Pointing to allegations in the first amended complaint that only the Board, not the City, is authorized to implement provisions of the Ellis Act, Enayati also contends the exhaustion doctrine is not applicable because he is challenging the administrative procedures themselves and they are the source of his injury. Enayati’s attack on the City’s implementation of the Ellis Act, however, is not a constitutional challenge to the administrative procedures that supports an exception to the exhaustion requirement. (Bollengier v. Doctors Medical Center (1990) 222 Cal.App.3d 1115, 1127 [“Under this exception, a party is excused from exhausting the administrative remedies where the challenge is to the constitutionality of the administrative agency itself or the agency’s procedure.”]; cf. Bockover v. Perko (1994) 28 Cal.App.4th 479, 486 [general rule of exhaustion forbids a judicial action when administrative remedies have not been exhausted, even as to constitutional challenges].) Enayati’s only constitutional challenge is that the occupancy fee is in actuality a tax in violation of article XIII and/or XIIID of the California Constitution because it exceeds the reasonable cost of the services for which the fee is charged. His allegation the City is not authorized to implement the Ellis Act is a component of his claim that part 4.32.120 conflicts with and is preempted by the Ellis Act. Even if it could be characterized as a challenge to the City’s administrative procedures, it nevertheless is not a constitutional challenge within the meaning of this exception to the exhaustion requirement.
Finally, citing Professional Fire Fighters, Inc. v. City of Los Angeles (1963) 60 Cal.2d 276, 287 (Professional Fire Fighters), Enayati contends it is unnecessary to exhaust local administrative remedies when the challenged municipal ordinance is in conflict with state law.[6] In Professional Fire Fighters, at pages 279-280, the fire fighters’ union brought an action under the Labor Code alleging the City of Los Angeles had discriminated against employees who had joined a particular union. The city contended the Labor Code was invalid because, among other reasons, it conflicted with the California Constitution and the city’s charter, laws and regulations and “constitute[d] an unlawful and arbitrary inference with the legislative and administrative discretion of the City of Los Angeles and its Board of Fire Commissioners in the organization, control, regulation, supervision and managements” of its fire department and fire department employees. (Id. at p. 280.) The Supreme Court held the union could sue the city for discrimination without exhausting the administrative remedies created by the board of fire commissioners in regulations that conflicted with valid and applicable provisions of the Labor Code. (Id. at p. 287 [“[T]he legal remedies which the trial court would require plaintiffs to exhaust before granting relief herein are the creatures of local enactment which are valid and binding on plaintiffs only if Labor Code sections 1960-1963 are inapplicable to defendant.”].)

++++++++++

PROMPT 1:
Answer these questions from the passage on the exhaustion requirement:
(a) What is Enayati's only constitutional challenge?
(b) In Professional Fire Fighters, what did the union allege the City of Los Angeles had done?
(c) Which Labor Code sections are named in the quotation from page 287 of that case?
PROMPT 2:
Please write the next paragraph of the passage on the exhaustion requirement, picking up after its final sentence.
The saved entries that come next have no connection to the passage on the exhaustion requirement.

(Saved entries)
++++++++++

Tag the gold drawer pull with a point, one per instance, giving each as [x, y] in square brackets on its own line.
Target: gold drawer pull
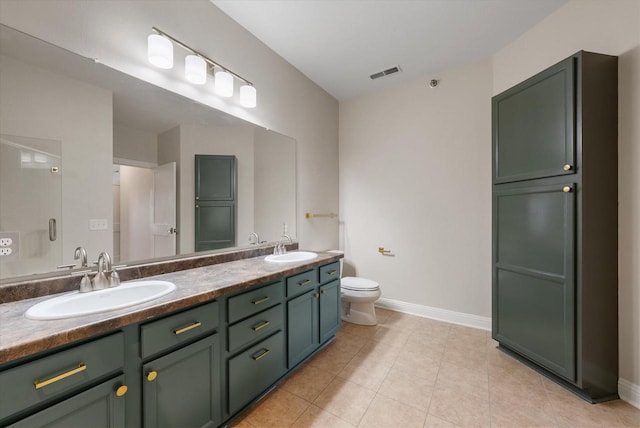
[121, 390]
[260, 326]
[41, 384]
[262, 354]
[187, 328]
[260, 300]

++++++++++

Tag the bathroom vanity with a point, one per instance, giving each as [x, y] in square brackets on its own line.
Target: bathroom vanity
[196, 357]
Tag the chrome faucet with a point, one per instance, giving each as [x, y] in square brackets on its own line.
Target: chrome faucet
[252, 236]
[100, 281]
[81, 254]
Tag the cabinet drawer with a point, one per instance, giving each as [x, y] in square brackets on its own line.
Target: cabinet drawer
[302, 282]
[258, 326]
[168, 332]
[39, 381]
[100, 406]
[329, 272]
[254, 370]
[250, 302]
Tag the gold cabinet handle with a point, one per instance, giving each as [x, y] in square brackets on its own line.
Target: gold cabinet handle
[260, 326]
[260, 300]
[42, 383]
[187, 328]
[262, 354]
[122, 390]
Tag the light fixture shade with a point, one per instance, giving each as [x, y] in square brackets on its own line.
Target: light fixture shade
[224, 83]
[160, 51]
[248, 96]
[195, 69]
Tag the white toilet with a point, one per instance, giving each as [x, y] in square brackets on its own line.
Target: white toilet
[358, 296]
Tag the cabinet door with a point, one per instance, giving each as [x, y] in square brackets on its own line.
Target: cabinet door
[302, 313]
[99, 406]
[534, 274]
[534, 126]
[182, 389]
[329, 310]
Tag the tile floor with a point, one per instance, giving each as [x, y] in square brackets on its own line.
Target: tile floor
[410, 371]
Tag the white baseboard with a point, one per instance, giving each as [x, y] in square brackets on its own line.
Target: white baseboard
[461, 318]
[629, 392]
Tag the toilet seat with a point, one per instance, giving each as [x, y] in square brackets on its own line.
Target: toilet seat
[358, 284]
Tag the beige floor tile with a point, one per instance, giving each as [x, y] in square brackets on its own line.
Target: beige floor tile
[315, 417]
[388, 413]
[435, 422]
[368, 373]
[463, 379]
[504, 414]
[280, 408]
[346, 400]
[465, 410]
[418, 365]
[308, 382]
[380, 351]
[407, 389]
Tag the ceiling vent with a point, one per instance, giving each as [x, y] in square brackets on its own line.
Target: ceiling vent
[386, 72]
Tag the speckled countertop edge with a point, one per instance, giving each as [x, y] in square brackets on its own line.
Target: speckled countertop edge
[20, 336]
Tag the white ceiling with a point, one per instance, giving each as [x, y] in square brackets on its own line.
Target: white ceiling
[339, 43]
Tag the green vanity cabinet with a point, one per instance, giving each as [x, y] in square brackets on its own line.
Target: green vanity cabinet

++++++++++

WRITTEN REPLY 1:
(a) He claims the occupancy fee is actually a tax that violates article XIII and/or XIIID of the California Constitution because it exceeds the reasonable cost of the services for which the fee is charged.
(b) The union alleged the city had discriminated against employees who had joined a particular union.
(c) Sections 1960-1963.

WRITTEN REPLY 2:
In the case at bar, the conflict alleged by Enayati between part 4.32.130 and the Ellis Act is not a complete conflict between a state statutory scheme and municipal regulations as was the case in Professional Fire Fighters. Essentially, what Enayati alleges is the City should not be involved in administering the Ellis Act; he does not assert the requirement to obtain an occupancy permit or the administrative process prescribed for reviewing a decision involving an occupancy permit is preempted by the Ellis Act. Consequently, the exception in Professional Fire Fighters is inapplicable here.
In sum, Enayati was required to exhaust available administrative remedies before pursuing his claims against the City. Because he failed to do so, the trial court properly sustained the City’s demurrer to the first, second and fifth cause of action without leave to amend.
3. Enayati Seeks Damages, Not Restitution, for Sums He Paid to His Former Tenants; the Board Is Statutorily Immune from Liability for Damages
Under the Government Claims Act (also known as the Tort Claims Act) (§ 800 et seq.), except as provided by statute, public entities are immune from liability for injuries arising out of acts or omissions by the public entity or its employees, including acts or omissions involving an exercise of discretion, whether or not the discretion was abused. (§§ 815, 815.2, subd. (b), 820.) Enayati does not dispute the Board enjoys statutory immunity for damages due to an injury. Rather, he contends he is seeking restitution, not damages, and thus the trial court erred in sustaining the Board’s demurrer without leave to amend.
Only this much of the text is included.